REQUIREMENT -
Reproduce each of the following records line for line, with no changes.

MATERIAL SUPPLIED -
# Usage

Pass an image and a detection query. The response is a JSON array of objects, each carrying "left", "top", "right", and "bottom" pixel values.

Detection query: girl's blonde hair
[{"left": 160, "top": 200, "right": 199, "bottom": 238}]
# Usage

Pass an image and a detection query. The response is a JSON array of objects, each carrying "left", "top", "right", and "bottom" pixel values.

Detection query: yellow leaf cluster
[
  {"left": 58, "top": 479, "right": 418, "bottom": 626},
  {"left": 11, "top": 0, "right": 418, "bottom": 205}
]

WRITTEN RESPONSE -
# Usage

Pass an image and a detection query. The response is a JSON array of objects, each carrying "left", "top", "right", and "bottom" pixel values.

Detection query: girl's blonde hair
[{"left": 160, "top": 200, "right": 199, "bottom": 238}]
# Usage

Pass an image and a detection query. The response is a JSON array of objects, each carrying "left", "top", "right", and "bottom" pixel values.

Detection query: yellow leaf cluster
[
  {"left": 58, "top": 479, "right": 418, "bottom": 626},
  {"left": 11, "top": 0, "right": 418, "bottom": 205}
]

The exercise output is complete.